▶ _The data_:
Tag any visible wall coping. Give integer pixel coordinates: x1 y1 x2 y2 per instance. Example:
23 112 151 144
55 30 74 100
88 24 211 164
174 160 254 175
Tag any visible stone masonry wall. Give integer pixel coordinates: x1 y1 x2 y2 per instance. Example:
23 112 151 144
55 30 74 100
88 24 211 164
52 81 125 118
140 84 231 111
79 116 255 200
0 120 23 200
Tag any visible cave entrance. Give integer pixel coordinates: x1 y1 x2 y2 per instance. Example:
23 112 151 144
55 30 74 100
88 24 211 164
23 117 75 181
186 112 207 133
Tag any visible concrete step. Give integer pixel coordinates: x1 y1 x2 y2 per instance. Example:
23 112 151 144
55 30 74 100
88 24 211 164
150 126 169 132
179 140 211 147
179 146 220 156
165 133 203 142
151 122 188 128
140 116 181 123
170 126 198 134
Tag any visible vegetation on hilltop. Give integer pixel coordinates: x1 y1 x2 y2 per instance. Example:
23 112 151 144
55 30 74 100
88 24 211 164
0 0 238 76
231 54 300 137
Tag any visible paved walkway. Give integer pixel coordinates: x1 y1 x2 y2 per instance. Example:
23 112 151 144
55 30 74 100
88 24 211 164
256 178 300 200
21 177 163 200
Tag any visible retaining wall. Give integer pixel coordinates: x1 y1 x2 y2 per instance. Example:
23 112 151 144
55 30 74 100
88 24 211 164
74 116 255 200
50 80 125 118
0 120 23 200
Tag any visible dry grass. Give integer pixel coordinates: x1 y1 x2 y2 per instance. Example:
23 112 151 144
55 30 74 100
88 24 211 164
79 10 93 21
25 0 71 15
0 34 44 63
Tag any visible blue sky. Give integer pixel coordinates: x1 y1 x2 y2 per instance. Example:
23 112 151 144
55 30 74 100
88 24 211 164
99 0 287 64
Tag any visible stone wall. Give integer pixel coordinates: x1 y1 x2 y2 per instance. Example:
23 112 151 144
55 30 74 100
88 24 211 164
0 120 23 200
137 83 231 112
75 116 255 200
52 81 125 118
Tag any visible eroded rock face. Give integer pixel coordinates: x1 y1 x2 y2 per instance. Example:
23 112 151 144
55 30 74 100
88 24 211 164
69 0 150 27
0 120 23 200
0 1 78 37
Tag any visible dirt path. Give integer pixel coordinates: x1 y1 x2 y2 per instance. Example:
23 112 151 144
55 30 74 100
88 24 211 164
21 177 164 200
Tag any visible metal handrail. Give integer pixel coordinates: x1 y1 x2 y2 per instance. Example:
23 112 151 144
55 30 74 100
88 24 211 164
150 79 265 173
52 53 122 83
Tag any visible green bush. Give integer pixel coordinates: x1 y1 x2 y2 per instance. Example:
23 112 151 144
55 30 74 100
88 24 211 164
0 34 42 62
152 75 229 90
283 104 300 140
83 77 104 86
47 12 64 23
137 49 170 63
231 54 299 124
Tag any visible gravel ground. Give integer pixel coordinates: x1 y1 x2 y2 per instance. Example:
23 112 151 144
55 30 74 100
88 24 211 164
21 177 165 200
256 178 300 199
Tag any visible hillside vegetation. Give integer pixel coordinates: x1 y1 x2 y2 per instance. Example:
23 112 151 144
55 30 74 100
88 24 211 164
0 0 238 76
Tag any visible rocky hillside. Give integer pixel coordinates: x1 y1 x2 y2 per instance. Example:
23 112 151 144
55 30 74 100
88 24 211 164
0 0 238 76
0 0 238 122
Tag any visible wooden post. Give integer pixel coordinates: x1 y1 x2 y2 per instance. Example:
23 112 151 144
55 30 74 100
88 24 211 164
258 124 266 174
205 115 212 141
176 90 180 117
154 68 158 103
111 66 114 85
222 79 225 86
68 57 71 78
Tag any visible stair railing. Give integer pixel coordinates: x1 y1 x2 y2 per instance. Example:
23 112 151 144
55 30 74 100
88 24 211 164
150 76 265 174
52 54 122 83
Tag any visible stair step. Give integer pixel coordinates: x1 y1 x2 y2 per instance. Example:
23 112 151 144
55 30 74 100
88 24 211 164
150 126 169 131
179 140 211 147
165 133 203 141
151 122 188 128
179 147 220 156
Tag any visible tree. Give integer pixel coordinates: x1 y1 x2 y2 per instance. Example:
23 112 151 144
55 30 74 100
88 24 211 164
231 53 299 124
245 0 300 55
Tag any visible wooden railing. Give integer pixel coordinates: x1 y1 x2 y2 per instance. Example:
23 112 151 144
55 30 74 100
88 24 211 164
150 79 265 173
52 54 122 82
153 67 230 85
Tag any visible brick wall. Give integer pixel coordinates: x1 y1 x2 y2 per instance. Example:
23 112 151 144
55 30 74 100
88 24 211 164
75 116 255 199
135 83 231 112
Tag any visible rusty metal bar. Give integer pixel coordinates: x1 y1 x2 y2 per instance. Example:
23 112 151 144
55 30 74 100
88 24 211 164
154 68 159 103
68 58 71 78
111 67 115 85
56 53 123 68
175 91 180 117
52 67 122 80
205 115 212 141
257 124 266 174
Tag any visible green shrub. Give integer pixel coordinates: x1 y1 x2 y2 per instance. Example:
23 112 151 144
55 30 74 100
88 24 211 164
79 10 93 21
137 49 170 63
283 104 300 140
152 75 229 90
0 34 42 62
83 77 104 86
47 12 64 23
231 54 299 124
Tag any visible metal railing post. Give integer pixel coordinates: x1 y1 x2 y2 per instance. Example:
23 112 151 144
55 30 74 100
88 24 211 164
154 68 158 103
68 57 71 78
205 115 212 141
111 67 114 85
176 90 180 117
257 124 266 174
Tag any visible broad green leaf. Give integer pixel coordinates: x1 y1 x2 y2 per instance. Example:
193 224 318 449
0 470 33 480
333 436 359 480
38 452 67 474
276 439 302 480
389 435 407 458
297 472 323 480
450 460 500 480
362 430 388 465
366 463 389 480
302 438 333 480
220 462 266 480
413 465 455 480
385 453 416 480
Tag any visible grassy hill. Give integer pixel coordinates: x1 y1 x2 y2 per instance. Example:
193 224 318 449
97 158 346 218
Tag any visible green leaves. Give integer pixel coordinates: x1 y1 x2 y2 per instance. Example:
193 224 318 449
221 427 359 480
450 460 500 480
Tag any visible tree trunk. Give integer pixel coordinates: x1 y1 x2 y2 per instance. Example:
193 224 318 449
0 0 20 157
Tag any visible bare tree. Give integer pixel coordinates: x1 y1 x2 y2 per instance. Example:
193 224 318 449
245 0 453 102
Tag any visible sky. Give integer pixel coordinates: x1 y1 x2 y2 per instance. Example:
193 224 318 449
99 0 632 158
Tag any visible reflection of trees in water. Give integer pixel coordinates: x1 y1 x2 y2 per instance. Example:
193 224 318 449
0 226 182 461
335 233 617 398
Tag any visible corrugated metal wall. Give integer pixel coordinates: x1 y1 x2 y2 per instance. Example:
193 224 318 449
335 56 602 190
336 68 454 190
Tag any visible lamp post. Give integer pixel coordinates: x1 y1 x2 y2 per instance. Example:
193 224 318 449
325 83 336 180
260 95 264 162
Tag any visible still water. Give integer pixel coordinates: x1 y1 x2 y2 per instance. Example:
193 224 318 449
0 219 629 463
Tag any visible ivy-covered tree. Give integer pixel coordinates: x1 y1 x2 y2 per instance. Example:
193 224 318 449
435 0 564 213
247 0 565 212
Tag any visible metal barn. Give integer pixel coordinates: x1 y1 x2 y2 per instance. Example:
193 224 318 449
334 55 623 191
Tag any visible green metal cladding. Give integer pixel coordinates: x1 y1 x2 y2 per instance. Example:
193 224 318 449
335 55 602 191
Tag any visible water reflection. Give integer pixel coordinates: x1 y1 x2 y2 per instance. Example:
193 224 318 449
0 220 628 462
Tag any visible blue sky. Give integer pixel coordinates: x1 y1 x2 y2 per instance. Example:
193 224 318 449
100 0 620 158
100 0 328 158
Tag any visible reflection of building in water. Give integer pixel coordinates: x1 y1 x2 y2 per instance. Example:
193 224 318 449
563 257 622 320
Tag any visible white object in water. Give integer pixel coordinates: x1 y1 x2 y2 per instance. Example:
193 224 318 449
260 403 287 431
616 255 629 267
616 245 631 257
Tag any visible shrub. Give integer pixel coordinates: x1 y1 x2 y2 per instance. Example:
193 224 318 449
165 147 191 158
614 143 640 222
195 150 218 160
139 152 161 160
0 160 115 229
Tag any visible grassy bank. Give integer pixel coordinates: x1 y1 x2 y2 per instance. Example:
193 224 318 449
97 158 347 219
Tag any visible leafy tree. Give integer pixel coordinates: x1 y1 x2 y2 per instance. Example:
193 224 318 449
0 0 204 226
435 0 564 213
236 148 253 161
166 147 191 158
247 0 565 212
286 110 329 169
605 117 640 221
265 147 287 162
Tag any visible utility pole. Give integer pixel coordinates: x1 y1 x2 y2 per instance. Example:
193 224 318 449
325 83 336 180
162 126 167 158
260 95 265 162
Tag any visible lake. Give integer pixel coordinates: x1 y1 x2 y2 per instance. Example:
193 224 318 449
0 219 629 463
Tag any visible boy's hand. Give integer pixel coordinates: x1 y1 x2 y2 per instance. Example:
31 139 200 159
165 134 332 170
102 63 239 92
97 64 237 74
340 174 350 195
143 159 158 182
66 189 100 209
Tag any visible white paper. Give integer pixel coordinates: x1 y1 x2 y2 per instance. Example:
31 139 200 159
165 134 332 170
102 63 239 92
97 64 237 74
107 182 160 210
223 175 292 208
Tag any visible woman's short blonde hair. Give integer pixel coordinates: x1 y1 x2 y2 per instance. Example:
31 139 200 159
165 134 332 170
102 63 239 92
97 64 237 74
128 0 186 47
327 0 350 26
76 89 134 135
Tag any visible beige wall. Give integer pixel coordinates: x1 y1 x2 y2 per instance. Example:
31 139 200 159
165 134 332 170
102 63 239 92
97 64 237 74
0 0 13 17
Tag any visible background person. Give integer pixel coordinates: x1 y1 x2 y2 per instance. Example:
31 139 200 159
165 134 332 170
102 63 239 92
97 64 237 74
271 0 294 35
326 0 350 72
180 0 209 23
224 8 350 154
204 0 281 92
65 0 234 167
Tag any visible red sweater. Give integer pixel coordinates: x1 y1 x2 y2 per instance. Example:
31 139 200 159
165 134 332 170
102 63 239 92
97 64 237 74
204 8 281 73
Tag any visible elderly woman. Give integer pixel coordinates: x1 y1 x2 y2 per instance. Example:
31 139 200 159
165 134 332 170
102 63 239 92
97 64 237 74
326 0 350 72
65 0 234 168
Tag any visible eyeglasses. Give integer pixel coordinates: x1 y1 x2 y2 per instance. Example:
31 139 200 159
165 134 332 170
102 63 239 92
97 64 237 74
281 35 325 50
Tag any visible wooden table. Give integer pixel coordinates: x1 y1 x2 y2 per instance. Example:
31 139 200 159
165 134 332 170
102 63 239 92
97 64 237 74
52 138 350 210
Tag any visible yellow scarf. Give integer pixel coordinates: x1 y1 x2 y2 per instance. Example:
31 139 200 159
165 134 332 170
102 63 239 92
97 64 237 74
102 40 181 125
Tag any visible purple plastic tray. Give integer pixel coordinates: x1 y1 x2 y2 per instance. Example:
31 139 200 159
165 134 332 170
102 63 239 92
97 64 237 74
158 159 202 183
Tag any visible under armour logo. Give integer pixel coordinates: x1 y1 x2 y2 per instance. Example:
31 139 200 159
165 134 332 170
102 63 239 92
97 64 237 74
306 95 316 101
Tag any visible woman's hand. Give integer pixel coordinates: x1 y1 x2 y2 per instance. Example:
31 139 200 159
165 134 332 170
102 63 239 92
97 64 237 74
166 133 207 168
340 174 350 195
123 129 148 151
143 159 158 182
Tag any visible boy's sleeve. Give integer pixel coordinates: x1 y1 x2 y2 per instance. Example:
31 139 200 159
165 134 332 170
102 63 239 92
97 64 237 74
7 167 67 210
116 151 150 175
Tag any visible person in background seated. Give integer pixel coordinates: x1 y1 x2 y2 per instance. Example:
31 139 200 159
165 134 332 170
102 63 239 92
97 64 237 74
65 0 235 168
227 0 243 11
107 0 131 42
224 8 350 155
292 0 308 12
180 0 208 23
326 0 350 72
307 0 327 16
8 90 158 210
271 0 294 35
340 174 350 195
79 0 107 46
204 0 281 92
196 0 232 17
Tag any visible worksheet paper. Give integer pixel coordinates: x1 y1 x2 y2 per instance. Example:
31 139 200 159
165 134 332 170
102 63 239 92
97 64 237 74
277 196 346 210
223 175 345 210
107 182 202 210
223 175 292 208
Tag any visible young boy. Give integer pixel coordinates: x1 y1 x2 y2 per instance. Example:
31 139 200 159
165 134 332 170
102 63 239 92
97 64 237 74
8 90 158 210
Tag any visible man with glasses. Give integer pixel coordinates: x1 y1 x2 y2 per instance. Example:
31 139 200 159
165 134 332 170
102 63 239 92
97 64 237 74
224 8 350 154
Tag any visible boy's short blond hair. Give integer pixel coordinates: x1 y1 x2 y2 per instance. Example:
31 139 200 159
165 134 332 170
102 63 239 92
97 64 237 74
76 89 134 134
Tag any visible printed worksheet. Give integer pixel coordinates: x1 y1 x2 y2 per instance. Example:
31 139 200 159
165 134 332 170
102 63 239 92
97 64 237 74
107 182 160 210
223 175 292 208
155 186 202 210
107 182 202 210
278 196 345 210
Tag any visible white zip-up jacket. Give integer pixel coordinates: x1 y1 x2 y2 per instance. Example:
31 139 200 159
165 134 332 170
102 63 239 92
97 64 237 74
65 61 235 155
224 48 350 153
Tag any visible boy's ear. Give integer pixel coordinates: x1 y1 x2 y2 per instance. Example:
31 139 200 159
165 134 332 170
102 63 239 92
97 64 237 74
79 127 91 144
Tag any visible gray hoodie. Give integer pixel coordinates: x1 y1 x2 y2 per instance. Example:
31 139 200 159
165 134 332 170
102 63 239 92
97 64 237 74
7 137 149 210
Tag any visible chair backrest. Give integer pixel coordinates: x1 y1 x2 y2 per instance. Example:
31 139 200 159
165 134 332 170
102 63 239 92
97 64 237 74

▶ _Goal of the exercise_: Return the lines starting with the line that contains "Tag any visible sky." and going on through the line that contains "335 233 617 398", copied exactly, both of those lines included.

▶ _Solved exercise_:
Tag any visible sky. Give integer pixel coordinates: x1 y1 x2 y2 per instance. Example:
193 224 318 449
99 0 632 158
Tag any visible reflection of trees in water. Give integer pixel coordinates: x1 y1 x2 y2 per instance. Example:
193 224 318 449
0 226 182 461
335 233 617 398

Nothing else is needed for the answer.